begin

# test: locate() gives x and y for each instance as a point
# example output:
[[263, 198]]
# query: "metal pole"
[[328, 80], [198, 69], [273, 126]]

end

▶ PROBLEM STATEMENT: Return the material above verbatim, reproducing every line without any alteration.

▶ RESULT OF THE TASK:
# test: locate() gives x and y for each instance as a point
# example output:
[[263, 198]]
# query: "metal pole"
[[328, 80], [198, 69], [273, 126]]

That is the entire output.